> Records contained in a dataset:
################

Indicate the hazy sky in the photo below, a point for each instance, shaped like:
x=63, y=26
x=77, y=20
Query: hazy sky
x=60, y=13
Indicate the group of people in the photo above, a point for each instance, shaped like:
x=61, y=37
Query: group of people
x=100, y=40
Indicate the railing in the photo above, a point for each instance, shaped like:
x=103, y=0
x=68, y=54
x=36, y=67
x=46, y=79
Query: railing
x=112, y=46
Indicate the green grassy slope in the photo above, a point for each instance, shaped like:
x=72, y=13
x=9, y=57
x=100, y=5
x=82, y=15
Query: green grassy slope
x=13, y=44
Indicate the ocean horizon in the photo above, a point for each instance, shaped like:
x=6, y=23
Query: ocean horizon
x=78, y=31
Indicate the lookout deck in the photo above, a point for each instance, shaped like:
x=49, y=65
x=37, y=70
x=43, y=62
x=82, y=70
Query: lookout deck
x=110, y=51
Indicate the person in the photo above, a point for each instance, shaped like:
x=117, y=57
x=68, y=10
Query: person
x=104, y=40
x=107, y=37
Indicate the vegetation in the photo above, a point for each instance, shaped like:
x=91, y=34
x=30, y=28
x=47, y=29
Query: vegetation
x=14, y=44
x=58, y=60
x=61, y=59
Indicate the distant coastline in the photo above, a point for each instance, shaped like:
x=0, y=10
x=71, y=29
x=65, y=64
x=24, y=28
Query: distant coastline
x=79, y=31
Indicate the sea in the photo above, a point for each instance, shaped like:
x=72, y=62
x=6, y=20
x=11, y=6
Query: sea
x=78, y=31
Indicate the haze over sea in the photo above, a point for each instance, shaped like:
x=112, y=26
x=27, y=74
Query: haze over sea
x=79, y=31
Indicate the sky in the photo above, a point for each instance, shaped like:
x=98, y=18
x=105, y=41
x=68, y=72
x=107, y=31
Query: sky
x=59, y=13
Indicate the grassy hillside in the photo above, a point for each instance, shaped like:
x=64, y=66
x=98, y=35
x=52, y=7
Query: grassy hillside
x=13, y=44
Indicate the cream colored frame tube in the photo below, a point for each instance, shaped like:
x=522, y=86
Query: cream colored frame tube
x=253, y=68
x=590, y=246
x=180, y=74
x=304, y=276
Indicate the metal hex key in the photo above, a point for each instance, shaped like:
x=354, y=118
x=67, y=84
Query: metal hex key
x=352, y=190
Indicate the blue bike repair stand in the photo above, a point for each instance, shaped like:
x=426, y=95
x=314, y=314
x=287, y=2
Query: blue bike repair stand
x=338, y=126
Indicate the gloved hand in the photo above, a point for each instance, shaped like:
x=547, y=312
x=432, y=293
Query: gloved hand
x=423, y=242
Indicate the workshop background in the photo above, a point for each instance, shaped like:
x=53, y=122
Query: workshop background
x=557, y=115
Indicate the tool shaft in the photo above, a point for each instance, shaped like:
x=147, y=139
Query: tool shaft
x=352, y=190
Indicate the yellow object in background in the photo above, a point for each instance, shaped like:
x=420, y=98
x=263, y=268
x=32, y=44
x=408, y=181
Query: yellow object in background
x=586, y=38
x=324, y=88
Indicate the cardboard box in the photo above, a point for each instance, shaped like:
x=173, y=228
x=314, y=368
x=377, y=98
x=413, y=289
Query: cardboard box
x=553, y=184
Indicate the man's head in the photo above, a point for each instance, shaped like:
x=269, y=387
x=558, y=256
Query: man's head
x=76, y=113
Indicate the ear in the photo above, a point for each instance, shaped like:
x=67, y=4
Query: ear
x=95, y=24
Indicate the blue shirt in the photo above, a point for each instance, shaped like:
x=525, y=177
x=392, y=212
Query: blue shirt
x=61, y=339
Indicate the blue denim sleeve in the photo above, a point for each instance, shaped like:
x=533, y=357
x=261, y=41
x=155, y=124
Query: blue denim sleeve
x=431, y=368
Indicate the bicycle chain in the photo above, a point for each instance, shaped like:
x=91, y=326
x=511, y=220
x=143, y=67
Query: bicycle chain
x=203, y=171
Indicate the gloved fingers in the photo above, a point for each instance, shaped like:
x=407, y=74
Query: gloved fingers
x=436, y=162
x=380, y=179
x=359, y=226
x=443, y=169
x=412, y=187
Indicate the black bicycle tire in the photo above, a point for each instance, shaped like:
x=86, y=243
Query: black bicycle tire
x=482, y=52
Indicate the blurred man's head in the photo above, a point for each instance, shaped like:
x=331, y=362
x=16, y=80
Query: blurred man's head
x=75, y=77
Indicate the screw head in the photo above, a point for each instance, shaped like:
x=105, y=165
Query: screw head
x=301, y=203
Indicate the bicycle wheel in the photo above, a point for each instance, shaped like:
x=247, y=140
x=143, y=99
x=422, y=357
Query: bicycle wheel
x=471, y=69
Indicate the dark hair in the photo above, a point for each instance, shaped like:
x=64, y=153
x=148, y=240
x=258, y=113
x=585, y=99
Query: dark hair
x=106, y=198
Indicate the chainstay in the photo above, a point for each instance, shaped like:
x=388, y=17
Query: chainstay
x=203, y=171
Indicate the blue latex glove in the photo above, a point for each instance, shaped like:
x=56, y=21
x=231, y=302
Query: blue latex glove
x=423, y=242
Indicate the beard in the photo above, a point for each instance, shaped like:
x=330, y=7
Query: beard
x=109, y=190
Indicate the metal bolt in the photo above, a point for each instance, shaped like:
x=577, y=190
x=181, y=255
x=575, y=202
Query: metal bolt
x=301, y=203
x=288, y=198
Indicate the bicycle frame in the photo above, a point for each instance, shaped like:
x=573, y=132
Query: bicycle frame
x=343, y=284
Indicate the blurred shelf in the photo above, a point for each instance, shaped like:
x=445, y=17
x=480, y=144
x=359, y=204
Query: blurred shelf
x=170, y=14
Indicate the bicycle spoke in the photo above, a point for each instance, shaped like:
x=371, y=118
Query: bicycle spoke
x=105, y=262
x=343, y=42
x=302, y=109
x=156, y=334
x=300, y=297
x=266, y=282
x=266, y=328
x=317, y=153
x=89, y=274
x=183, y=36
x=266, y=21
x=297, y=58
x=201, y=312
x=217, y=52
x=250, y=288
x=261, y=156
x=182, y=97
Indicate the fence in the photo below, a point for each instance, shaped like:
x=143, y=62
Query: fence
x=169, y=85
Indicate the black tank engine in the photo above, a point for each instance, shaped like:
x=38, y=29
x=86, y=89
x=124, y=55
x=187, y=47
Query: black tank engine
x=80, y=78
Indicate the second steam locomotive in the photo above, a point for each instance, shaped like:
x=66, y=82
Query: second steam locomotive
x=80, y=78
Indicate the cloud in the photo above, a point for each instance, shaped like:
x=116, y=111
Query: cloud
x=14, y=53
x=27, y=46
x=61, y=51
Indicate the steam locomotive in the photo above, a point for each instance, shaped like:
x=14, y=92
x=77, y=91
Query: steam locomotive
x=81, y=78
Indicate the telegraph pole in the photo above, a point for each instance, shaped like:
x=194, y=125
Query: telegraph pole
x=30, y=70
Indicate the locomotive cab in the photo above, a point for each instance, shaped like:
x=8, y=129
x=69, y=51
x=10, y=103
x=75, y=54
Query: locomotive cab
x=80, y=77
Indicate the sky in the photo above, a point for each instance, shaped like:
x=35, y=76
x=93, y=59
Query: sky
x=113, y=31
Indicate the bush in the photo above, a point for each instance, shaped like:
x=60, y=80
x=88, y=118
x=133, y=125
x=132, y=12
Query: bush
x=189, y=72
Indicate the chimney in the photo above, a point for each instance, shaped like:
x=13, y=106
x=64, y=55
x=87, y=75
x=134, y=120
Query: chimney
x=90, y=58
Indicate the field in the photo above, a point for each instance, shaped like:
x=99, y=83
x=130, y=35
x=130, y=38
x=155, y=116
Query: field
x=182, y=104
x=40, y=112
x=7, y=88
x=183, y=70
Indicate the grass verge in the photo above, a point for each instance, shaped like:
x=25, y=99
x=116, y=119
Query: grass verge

################

> Your objective:
In the entries above, find the line holding "x=533, y=357" and the line holding "x=105, y=165", then retype exactly those two lines and every line between them, and nothing else.

> Reply to the task:
x=533, y=357
x=261, y=41
x=155, y=124
Query: blue denim sleeve
x=431, y=368
Indicate the bicycle chain in the photo above, a point for each instance, shaped like:
x=91, y=326
x=511, y=220
x=143, y=67
Query: bicycle chain
x=203, y=171
Indicate the gloved fingers in the photo above, a point for each instance, shaped like:
x=407, y=74
Query: gloved fingers
x=436, y=162
x=380, y=179
x=359, y=226
x=443, y=169
x=412, y=187
Indicate the black bicycle tire in the photo above, a point for each instance, shaped like:
x=86, y=243
Query: black bicycle tire
x=482, y=52
Indicate the blurred man's head in the photo above, a point for each instance, shaped like:
x=331, y=362
x=16, y=80
Query: blurred man's head
x=75, y=77
Indicate the screw head in the photo above, a point for each instance, shaped like:
x=105, y=165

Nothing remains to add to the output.